##### Text passage #####

Abdul-Aziz al-Khair (also Abd al-'Aziz al-Khair, al-Khayer, or al-Kheir, Arabic: عبدالعزيز الخير), born 1952 in the Latakia Governorate, is a Syrian intellectual and a prominent figure of the Communist opposition in Syria. He was reported missing in 2012.
Al-Khair was born into a family of Syrian Alawite landowners during the Syrian Republic (1946–1963). The family settled around Latakia and is also present in Qardaha, the home village of the ruling Al-Assad Clan. He studied medicine at the University of Damascus from which he graduated in 1982. A part from other secular radical groups such as the Nationalist SSNP, Communism was popular among political activists from the Alawite minority. Having first joined the Ba'ath Party al-Khair became a member of the Syrian Communist Action (Labour) Party,[1] which was founded in 1976 after the Ba'ath Party under the leadership of president Hafez al-Assad had co-opted several leftist, Marxist, and socialist groups in the National Progressive Front.[2]
Communist Party leadership
Among al-Khair's comrades were communist leaders Fateh Jamous, Akram al-Bunni. One of al-Khair's childhood friends who would also become a prominent Syrian opposition activist was Haytham Manna.[3] Al-Khair was arrested and tortured repeatedly for his political activism in 1992, and sentenced to 22 years of prison.[4] During president Bashar al-Assad's period of reform known as the Damascus Spring al-Khair was released in 2005.
Under the leadership of al-Khair the Syrian Communist Labour Party joined the Damascus Declaration, a joint statement by several intellectuals and Syrian opposition activists issued in 2005 and demanding the end of authoritarian rule in Syria. After opposition activists and members of the party were persecuted and arrested, the party withdrew from the declaration in 2007.

##### Extracted data #####

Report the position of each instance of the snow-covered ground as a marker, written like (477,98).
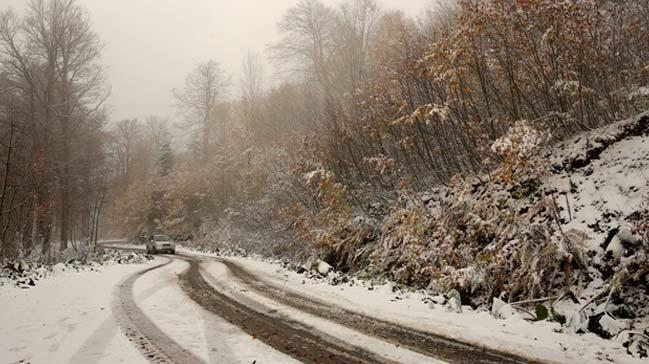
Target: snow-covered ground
(220,278)
(207,336)
(538,340)
(66,319)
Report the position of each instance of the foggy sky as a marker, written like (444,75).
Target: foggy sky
(152,44)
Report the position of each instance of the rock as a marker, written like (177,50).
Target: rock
(454,303)
(503,310)
(323,268)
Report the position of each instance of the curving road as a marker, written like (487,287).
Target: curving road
(295,339)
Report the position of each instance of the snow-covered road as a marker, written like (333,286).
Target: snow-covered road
(198,309)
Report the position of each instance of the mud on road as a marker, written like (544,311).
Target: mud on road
(152,342)
(426,343)
(302,343)
(295,339)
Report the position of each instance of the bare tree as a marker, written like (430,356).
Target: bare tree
(205,88)
(308,43)
(51,59)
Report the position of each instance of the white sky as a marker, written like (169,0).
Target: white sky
(152,44)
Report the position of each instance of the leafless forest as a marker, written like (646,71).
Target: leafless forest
(367,109)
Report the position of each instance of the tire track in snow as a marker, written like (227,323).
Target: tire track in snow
(291,338)
(437,346)
(154,344)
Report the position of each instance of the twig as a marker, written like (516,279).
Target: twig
(536,300)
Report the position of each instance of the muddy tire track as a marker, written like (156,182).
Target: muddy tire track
(152,342)
(300,342)
(425,343)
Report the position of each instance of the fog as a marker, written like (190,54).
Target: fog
(152,44)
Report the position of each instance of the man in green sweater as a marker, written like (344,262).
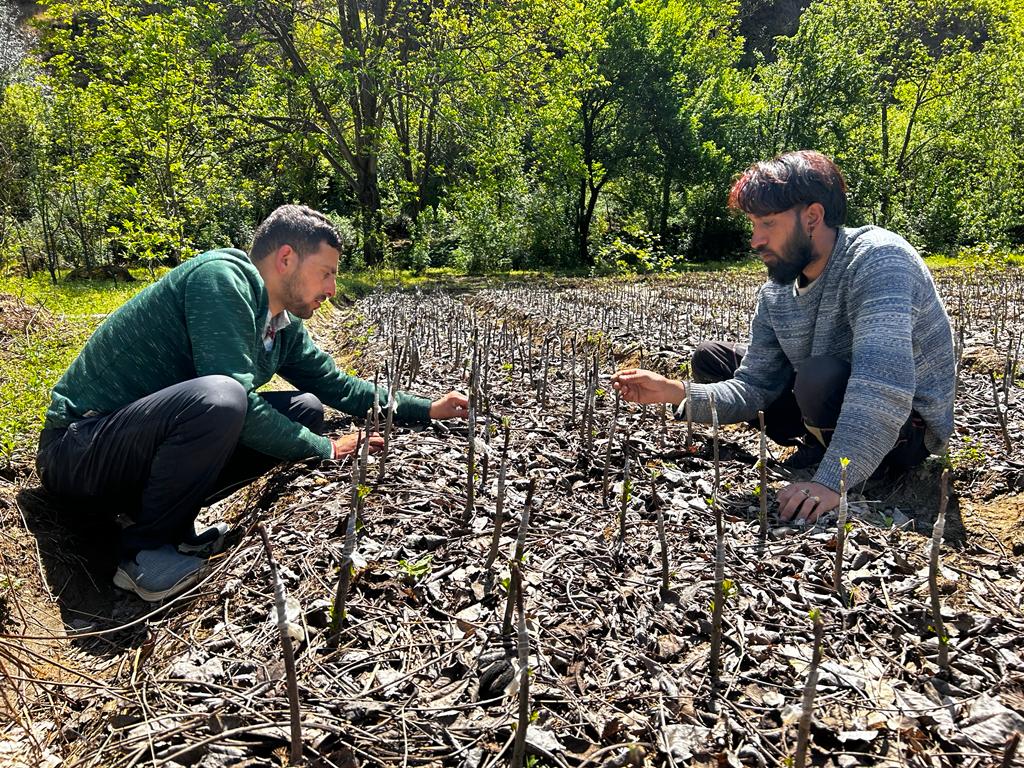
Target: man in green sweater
(160,414)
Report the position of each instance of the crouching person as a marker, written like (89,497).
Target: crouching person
(850,351)
(159,415)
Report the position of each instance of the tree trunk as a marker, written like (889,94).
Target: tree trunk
(885,194)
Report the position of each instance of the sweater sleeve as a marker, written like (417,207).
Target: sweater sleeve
(312,370)
(880,393)
(758,382)
(222,331)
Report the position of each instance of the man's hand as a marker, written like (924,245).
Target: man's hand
(351,442)
(642,386)
(806,501)
(452,406)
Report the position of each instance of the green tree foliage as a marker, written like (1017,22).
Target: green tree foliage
(912,98)
(588,133)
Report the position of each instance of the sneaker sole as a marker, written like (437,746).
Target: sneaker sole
(123,581)
(204,550)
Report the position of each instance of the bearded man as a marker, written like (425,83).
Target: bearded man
(160,414)
(850,352)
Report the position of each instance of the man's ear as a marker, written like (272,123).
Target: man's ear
(814,216)
(283,258)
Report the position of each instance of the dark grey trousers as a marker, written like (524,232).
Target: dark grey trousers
(160,460)
(814,397)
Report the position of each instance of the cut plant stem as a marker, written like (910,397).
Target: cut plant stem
(471,445)
(841,534)
(810,688)
(289,652)
(1000,414)
(933,571)
(625,499)
(389,420)
(689,423)
(662,538)
(519,748)
(345,574)
(499,508)
(606,475)
(718,607)
(520,548)
(763,478)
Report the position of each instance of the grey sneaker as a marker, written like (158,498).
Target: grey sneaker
(206,543)
(808,454)
(158,573)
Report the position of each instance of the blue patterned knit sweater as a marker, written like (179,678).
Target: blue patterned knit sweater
(875,306)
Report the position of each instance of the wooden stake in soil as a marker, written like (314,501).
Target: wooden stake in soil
(841,532)
(689,424)
(607,451)
(519,749)
(625,501)
(807,707)
(499,508)
(718,608)
(345,576)
(289,652)
(763,479)
(389,420)
(662,538)
(1000,413)
(933,572)
(520,548)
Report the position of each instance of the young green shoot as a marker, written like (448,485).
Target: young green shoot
(933,571)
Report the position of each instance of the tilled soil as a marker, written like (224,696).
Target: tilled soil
(425,668)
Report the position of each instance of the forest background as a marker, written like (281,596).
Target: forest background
(593,135)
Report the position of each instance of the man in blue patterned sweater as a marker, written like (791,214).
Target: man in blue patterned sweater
(850,351)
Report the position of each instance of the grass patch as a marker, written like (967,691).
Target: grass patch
(43,328)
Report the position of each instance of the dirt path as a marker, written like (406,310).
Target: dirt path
(619,671)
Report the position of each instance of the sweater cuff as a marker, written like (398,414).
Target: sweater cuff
(696,395)
(412,410)
(324,446)
(828,474)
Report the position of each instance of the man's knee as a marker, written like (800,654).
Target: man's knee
(308,411)
(715,360)
(819,388)
(223,399)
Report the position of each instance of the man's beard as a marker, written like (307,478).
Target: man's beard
(796,255)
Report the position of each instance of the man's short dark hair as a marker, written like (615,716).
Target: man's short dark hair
(791,179)
(299,226)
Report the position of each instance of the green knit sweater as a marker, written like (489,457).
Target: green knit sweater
(205,317)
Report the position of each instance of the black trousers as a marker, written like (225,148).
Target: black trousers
(811,404)
(160,460)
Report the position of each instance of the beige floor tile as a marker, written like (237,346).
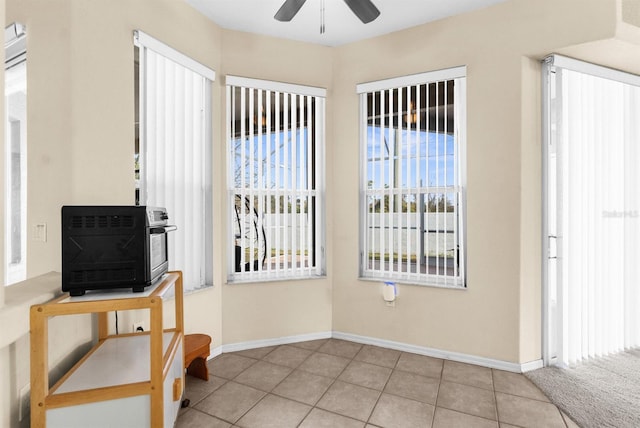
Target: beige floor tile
(324,364)
(194,418)
(349,400)
(275,412)
(304,387)
(378,356)
(526,412)
(196,389)
(289,356)
(398,412)
(257,353)
(319,418)
(229,366)
(364,374)
(516,384)
(420,364)
(311,345)
(230,401)
(263,375)
(413,386)
(467,399)
(467,374)
(445,418)
(341,348)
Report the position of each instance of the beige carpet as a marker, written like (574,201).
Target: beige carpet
(603,392)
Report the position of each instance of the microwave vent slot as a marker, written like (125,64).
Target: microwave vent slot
(95,276)
(101,221)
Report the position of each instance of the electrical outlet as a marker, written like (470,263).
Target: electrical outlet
(24,405)
(137,327)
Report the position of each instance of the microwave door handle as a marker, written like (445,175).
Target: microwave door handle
(163,229)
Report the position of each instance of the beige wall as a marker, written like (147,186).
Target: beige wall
(81,132)
(81,135)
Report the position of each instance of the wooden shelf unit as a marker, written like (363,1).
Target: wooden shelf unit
(115,369)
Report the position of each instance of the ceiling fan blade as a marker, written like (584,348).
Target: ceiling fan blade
(288,10)
(364,9)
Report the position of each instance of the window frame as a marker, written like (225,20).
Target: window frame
(195,278)
(314,190)
(366,272)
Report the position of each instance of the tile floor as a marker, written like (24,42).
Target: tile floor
(336,383)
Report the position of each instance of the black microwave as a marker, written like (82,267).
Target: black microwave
(106,247)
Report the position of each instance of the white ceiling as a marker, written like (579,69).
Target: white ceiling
(342,26)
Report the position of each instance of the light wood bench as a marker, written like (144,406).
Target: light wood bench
(196,351)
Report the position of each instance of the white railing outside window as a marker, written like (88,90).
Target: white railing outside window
(275,140)
(174,153)
(413,169)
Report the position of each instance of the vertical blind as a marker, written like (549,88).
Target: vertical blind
(412,197)
(593,168)
(175,134)
(276,143)
(15,151)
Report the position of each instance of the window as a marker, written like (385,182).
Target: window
(15,150)
(275,140)
(173,152)
(412,188)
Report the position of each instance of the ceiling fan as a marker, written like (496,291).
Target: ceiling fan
(365,10)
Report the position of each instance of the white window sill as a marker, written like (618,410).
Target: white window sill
(19,298)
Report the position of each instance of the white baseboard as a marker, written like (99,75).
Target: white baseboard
(532,365)
(405,347)
(241,346)
(432,352)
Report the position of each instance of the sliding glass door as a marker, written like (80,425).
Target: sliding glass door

#####

**Required work**
Write what comes next in the text about Abdul-Aziz al-Khair, starting after its last sentence. The items are not needed.

**Task answer**
In 2007 al-Khair participated in founding a united "Marxist Leftist Assembly" which also included the several other leftist groups such as the Syrian Communist Party (Unified) Kurdish Left Party, th Syrian Democratic People's Party of Riad al-Turk.[5]
Disappearance in 2012
In June 2011, after the beginning of the Syrian popular uprising that led to the Syrian civil war, al-Khair joined the National Coordination Committee for Democratic Change, that included 14 political parties, several party initiatives and independent figures of the non-armed Syrian opposition.
In September 2012 al-Khair travelled to China to discuss the Syrian crisis with Chinese foreign minister and Politburo member Yang Jiechi. According to spokespeople of the National National Coordination Committee, al-Khair and another executive member of the Committee, Eyas Ayyash, arrived at Damascus International Airport on the night of September 20, 2012 and got on a car. They were allegedly followed by Syrian security agents and "never made it to Damascus", as the spokesperson was quoted by Reuters.[6] According to the report, al-Khair might have been arrested because he had tried to convince the Russian and the Chinese governments, both considered supporters of president Assad, to put pressure on the Syrian government for implement political reforms and a peaceful solution to the ongoing crisis.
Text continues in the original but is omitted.